** START **

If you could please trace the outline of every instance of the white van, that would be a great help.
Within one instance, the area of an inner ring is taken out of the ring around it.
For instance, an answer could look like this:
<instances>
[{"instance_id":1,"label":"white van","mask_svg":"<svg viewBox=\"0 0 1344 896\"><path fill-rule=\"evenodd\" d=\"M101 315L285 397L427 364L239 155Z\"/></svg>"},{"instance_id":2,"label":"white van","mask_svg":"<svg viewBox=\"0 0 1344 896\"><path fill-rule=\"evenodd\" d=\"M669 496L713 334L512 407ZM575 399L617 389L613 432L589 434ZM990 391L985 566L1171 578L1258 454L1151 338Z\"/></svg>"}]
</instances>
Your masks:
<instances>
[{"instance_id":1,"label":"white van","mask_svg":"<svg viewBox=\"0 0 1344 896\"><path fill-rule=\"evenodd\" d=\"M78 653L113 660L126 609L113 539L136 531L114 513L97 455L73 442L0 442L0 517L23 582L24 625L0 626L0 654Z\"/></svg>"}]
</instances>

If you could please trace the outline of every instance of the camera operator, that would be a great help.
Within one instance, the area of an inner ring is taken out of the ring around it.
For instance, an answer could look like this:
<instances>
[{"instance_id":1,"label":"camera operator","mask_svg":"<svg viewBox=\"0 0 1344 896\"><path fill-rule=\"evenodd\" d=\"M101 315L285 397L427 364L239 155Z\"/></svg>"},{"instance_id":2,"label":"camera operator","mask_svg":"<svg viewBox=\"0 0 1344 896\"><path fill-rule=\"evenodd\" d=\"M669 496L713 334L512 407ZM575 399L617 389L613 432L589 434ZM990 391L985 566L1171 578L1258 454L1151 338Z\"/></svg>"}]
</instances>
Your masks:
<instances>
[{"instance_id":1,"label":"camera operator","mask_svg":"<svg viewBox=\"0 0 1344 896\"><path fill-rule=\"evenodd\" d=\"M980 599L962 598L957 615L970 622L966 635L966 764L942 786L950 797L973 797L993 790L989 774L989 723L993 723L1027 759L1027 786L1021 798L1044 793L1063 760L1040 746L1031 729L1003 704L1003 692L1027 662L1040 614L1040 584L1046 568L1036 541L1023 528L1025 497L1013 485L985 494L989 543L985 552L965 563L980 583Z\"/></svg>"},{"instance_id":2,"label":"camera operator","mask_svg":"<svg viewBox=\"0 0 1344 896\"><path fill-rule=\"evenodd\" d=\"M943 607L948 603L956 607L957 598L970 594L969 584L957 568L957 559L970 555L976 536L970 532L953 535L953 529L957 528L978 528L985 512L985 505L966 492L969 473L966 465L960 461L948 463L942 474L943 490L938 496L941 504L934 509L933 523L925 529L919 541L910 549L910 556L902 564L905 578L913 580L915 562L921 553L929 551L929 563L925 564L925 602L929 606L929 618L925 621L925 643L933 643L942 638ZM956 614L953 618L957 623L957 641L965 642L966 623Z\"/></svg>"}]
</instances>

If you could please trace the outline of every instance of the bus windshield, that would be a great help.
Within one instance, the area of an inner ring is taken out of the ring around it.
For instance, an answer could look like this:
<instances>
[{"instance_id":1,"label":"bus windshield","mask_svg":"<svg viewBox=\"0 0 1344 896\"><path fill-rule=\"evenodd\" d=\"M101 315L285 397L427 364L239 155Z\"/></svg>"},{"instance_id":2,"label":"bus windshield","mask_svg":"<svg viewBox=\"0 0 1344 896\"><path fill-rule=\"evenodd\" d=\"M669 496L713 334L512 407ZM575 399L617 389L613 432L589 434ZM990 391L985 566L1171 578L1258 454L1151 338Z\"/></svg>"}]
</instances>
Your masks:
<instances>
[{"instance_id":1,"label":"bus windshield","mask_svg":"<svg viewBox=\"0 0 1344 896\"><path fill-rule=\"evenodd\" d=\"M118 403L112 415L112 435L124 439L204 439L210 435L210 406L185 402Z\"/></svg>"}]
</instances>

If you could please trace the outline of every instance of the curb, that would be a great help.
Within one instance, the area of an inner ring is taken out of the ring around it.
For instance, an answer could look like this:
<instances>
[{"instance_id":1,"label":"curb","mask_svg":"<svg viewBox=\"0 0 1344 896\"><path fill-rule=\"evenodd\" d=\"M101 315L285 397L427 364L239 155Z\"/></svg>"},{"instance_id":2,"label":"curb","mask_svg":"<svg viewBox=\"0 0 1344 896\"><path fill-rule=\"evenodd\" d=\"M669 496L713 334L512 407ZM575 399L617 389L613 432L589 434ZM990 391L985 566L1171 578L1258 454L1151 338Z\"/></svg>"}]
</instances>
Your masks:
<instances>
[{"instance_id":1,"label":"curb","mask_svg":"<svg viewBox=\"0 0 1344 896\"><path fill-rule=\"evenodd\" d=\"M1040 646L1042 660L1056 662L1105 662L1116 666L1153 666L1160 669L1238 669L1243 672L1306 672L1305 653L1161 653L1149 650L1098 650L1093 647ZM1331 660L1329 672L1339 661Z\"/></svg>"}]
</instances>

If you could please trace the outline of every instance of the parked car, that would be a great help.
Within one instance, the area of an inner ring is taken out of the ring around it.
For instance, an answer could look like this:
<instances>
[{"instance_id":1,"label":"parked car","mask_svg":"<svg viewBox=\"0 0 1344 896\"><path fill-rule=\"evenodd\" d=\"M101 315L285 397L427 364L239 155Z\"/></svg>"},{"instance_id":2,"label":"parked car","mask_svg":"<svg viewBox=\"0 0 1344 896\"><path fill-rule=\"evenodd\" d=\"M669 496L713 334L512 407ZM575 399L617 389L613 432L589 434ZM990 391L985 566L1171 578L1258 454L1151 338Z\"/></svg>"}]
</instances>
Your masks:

** END **

(Task brief):
Each line above is to be repeated exactly.

(Reply to the exercise):
If you could please trace the outline of every instance of the white van, that would be a great help.
Within one instance, the area of an inner ring is taken out of the ring around it.
For instance, an answer could look like this:
<instances>
[{"instance_id":1,"label":"white van","mask_svg":"<svg viewBox=\"0 0 1344 896\"><path fill-rule=\"evenodd\" d=\"M101 315L285 397L427 364L239 155Z\"/></svg>"},{"instance_id":2,"label":"white van","mask_svg":"<svg viewBox=\"0 0 1344 896\"><path fill-rule=\"evenodd\" d=\"M669 496L713 334L512 407ZM575 399L617 389L613 432L589 434ZM990 391L985 566L1171 578L1258 454L1151 338Z\"/></svg>"}]
</instances>
Your masks:
<instances>
[{"instance_id":1,"label":"white van","mask_svg":"<svg viewBox=\"0 0 1344 896\"><path fill-rule=\"evenodd\" d=\"M78 653L113 660L126 609L113 539L136 531L114 513L97 455L73 442L0 442L0 517L23 582L24 625L0 626L0 654Z\"/></svg>"}]
</instances>

If you could please trace the outline of every instance of the camera operator, that would be a great help.
Within one instance, the area of an inner ring is taken out of the ring around it.
For instance, an answer could look like this:
<instances>
[{"instance_id":1,"label":"camera operator","mask_svg":"<svg viewBox=\"0 0 1344 896\"><path fill-rule=\"evenodd\" d=\"M101 315L285 397L427 364L239 155Z\"/></svg>"},{"instance_id":2,"label":"camera operator","mask_svg":"<svg viewBox=\"0 0 1344 896\"><path fill-rule=\"evenodd\" d=\"M669 496L713 334L512 407ZM575 399L617 389L613 432L589 434ZM990 391L985 566L1171 578L1258 454L1151 338Z\"/></svg>"}]
</instances>
Your masks:
<instances>
[{"instance_id":1,"label":"camera operator","mask_svg":"<svg viewBox=\"0 0 1344 896\"><path fill-rule=\"evenodd\" d=\"M980 599L962 598L957 615L970 622L966 635L966 764L942 786L950 797L973 797L993 790L989 774L989 723L993 723L1027 759L1027 786L1021 798L1044 793L1063 760L1040 746L1031 729L1003 704L1003 692L1027 662L1040 614L1040 584L1046 568L1036 541L1023 528L1025 497L1013 485L985 494L989 543L985 552L965 563L980 583Z\"/></svg>"},{"instance_id":2,"label":"camera operator","mask_svg":"<svg viewBox=\"0 0 1344 896\"><path fill-rule=\"evenodd\" d=\"M943 607L948 603L956 607L957 598L970 594L969 584L957 568L957 559L970 555L976 536L970 532L953 535L953 529L957 528L978 528L985 512L985 505L966 492L969 473L966 465L960 461L948 463L942 474L943 490L938 496L941 504L934 509L933 523L925 529L919 541L910 549L910 556L902 564L905 578L913 580L915 562L921 553L929 551L929 563L925 564L925 602L929 606L929 618L925 621L925 643L933 643L942 638ZM956 614L953 618L957 623L957 641L965 642L966 623Z\"/></svg>"}]
</instances>

If you could please trace the outline of every instance of the bus windshield, that would be a great help.
Within one instance, the area of an inner ring is taken out of the ring around it.
For instance, an answer could look like this:
<instances>
[{"instance_id":1,"label":"bus windshield","mask_svg":"<svg viewBox=\"0 0 1344 896\"><path fill-rule=\"evenodd\" d=\"M101 315L285 397L427 364L239 155Z\"/></svg>"},{"instance_id":2,"label":"bus windshield","mask_svg":"<svg viewBox=\"0 0 1344 896\"><path fill-rule=\"evenodd\" d=\"M669 496L713 334L512 407ZM575 399L617 389L613 432L589 434ZM990 391L985 566L1171 578L1258 454L1151 338Z\"/></svg>"}]
</instances>
Your masks:
<instances>
[{"instance_id":1,"label":"bus windshield","mask_svg":"<svg viewBox=\"0 0 1344 896\"><path fill-rule=\"evenodd\" d=\"M118 403L112 415L112 435L124 439L204 439L210 435L210 406L185 402Z\"/></svg>"}]
</instances>

If you could please trace the outline of every instance of the curb, that would be a great help.
Within one instance, the area of an inner ring is taken out of the ring around it.
For instance, an answer could look like this:
<instances>
[{"instance_id":1,"label":"curb","mask_svg":"<svg viewBox=\"0 0 1344 896\"><path fill-rule=\"evenodd\" d=\"M101 315L285 397L427 364L239 155Z\"/></svg>"},{"instance_id":2,"label":"curb","mask_svg":"<svg viewBox=\"0 0 1344 896\"><path fill-rule=\"evenodd\" d=\"M669 496L713 334L512 407ZM575 399L617 389L613 432L589 434ZM990 391L985 566L1171 578L1258 454L1151 338Z\"/></svg>"}]
</instances>
Your masks:
<instances>
[{"instance_id":1,"label":"curb","mask_svg":"<svg viewBox=\"0 0 1344 896\"><path fill-rule=\"evenodd\" d=\"M1040 646L1042 660L1056 662L1105 662L1116 666L1153 666L1160 669L1238 669L1243 672L1306 672L1305 653L1161 653L1149 650L1098 650L1093 647ZM1331 660L1329 672L1339 661Z\"/></svg>"}]
</instances>

If you could please trace the outline of every instance of the parked car, that would be a great help.
Within one instance, the area of an inner ring is taken out of the ring around it.
For instance, an answer could look like this:
<instances>
[{"instance_id":1,"label":"parked car","mask_svg":"<svg viewBox=\"0 0 1344 896\"><path fill-rule=\"evenodd\" d=\"M101 315L285 397L427 364L239 155Z\"/></svg>"},{"instance_id":2,"label":"parked car","mask_svg":"<svg viewBox=\"0 0 1344 896\"><path fill-rule=\"evenodd\" d=\"M669 496L713 334L512 407ZM575 399L617 389L613 432L589 434ZM990 391L985 566L1171 578L1258 454L1151 338Z\"/></svg>"}]
</instances>
Your masks:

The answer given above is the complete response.